Natural language region descriptions
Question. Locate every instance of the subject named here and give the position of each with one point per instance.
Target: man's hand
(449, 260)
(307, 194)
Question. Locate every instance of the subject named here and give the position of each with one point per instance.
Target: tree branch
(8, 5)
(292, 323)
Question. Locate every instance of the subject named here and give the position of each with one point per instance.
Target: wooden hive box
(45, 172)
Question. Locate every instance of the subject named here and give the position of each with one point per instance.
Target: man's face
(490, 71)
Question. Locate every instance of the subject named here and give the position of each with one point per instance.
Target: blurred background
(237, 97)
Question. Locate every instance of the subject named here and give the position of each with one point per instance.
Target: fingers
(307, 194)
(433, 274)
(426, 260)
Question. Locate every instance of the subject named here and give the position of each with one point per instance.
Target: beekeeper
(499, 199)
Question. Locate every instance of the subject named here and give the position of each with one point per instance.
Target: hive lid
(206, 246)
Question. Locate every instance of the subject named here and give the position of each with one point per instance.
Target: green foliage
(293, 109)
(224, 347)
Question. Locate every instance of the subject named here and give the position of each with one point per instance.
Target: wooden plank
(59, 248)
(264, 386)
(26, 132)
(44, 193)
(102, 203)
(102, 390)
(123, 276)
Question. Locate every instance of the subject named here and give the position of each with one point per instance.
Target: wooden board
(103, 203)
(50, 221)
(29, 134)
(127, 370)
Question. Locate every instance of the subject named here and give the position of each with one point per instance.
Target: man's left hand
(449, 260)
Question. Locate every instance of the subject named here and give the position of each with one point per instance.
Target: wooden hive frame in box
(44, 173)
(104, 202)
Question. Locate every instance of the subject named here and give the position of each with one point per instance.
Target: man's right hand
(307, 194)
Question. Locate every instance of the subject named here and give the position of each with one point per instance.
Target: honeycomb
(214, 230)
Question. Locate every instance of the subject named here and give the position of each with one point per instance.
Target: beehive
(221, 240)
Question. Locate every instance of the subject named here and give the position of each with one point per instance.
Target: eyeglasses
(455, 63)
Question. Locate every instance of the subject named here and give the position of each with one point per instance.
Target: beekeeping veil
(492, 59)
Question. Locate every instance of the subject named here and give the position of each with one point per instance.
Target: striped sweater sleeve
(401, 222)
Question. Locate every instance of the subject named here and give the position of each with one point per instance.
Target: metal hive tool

Exercise prompt: Lines from the one with "Target: beekeeping veil" through the last line above must be printed exactly; no other line is to appear.

Written response:
Target: beekeeping veil
(492, 59)
Question. Locate every instance of the subject named here and give the position of each with one point per instance.
Target: striped sweater sleeve
(401, 222)
Question. Locate every instance of the subject named here and give the position of each with one point per instance.
Target: metal hive tool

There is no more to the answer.